Thanks to the Internet, conducting surveys has never been easier.  Being able to use the Web to conduct marketing research has greatly reduced the cost and time involved and has democratized the process for many companies.

While online surveys have increased simplicity and cost-savings, they have also given rise to a dangerous breed of respondents – “Professional” survey-takers.   

A “professional” respondent is one who actively seeks out online surveys offering paid incentives – cash, rewards, or some other benefit – for completing the survey.  In fact, many blogs and online articles tell of different sites people can go to find paid online surveys.

If your company conducts online surveys, “professionals” can render your findings useless.  In order for your survey to provide accurate and useful results, the people surveyed must be representative of the population you are measuring and selected randomly (that is, everyone from the population has an equal chance of selection).

#### [Material to process]

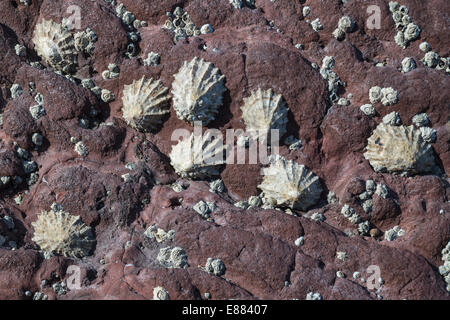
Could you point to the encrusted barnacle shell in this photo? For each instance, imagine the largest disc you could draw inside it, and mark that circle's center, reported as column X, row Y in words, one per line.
column 390, row 96
column 375, row 94
column 198, row 91
column 346, row 24
column 198, row 157
column 290, row 184
column 408, row 64
column 145, row 102
column 55, row 46
column 262, row 111
column 58, row 232
column 399, row 149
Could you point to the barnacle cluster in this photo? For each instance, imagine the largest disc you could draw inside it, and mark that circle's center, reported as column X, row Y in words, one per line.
column 197, row 91
column 408, row 64
column 387, row 96
column 444, row 269
column 394, row 233
column 112, row 72
column 215, row 266
column 145, row 103
column 172, row 257
column 181, row 24
column 316, row 25
column 433, row 60
column 334, row 82
column 55, row 45
column 239, row 4
column 407, row 31
column 289, row 184
column 159, row 234
column 399, row 149
column 85, row 40
column 58, row 232
column 345, row 25
column 198, row 157
column 264, row 111
column 152, row 60
column 131, row 24
column 159, row 293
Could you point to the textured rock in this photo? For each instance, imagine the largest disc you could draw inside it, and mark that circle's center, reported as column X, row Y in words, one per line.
column 126, row 184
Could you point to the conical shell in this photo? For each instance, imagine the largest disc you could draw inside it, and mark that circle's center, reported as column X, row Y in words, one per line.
column 58, row 232
column 145, row 102
column 198, row 91
column 289, row 184
column 55, row 46
column 262, row 111
column 399, row 149
column 198, row 157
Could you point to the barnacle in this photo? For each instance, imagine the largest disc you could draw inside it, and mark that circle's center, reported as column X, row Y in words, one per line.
column 197, row 91
column 375, row 94
column 408, row 64
column 262, row 111
column 58, row 232
column 346, row 24
column 198, row 157
column 55, row 45
column 145, row 103
column 399, row 149
column 368, row 110
column 389, row 96
column 392, row 119
column 290, row 184
column 84, row 41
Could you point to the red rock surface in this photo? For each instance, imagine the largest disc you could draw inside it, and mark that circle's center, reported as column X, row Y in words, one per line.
column 256, row 245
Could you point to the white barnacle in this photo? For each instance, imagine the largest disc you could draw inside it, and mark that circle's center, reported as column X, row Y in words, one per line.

#### [Problems]
1) Reproduce the entries verbatim, beginning with the first entry and ending with the line that contains "column 159, row 293", inclusive of both. Omit the pictures from your reproduction.
2) Continue the text on online surveys and professional survey-takers from its final sentence.

#### [Responses by task]
1)
Could you point to the encrusted barnacle shell in this photo? For each instance, imagine the largest disc you could draw inside it, and mark that circle's center, reported as column X, row Y in words, one per line.
column 390, row 96
column 375, row 94
column 198, row 91
column 346, row 24
column 198, row 157
column 290, row 184
column 408, row 64
column 145, row 102
column 55, row 46
column 262, row 111
column 58, row 232
column 399, row 149
Could you point to the barnacle cluster in this photo? For each instance, imagine the largest disc you could draw inside it, and mark that circle's center, reported as column X, row Y in words, one per line.
column 197, row 91
column 408, row 64
column 387, row 96
column 444, row 269
column 394, row 233
column 112, row 72
column 215, row 266
column 145, row 103
column 172, row 257
column 181, row 24
column 316, row 25
column 433, row 60
column 334, row 82
column 55, row 45
column 239, row 4
column 407, row 31
column 289, row 184
column 159, row 234
column 399, row 149
column 85, row 40
column 58, row 232
column 345, row 25
column 198, row 157
column 264, row 111
column 152, row 60
column 131, row 24
column 159, row 293

2)
“Professionals” subvert the sampling principles of representativeness and randomness simply because they self-select to take the survey.  The survey tool does not know that they are not part of the population to be measured, nor their probability of selection.  What’s more, online surveys exclude persons from the population without Internet access.  This results in a survey bias double-whammy.

In addition, “professionals” may simply go through a survey for the sake of the incentive.  Hence they may speed through it, paying little or no attention to the questions, or they may give untruthful answers.  Now your survey results are both biased and wrong.

 Minimizing the impact of “Professionals”

There are some steps you can take to protect your survey from “professionals,” including:

  • Maintain complete control of your survey distribution.  If possible, use a professional online survey panel company, such as e-Rewards, Greenfield Online, or Harris Interactive.  There are lots of others, and all maintain tight screening processes for their survey participants and tight controls for distribution of your survey;
  • If an online survey panel is out of your budget, perhaps you can build your own controlled e-mail list (following CAN-SPAM laws, of course).  E-mailing your survey is less prone to bias than keeping it on a Web site for anyone to join.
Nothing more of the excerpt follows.